--- start of Data excerpts ---

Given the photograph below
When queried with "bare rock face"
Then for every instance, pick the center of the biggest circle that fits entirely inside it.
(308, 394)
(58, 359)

--- end of Data excerpts ---

◆ **The problem**:
Output the entries as a two-column CSV with the header row entry_text,answer and one row per entry. Put each entry's text and its answer in their own double-quoted fields, with line breaks replaced by spaces.

◆ **Answer to the task**:
entry_text,answer
"Given the photograph below When queried with ""bare rock face"" Then for every instance, pick the center of the biggest circle that fits entirely inside it.","(308, 394) (58, 359)"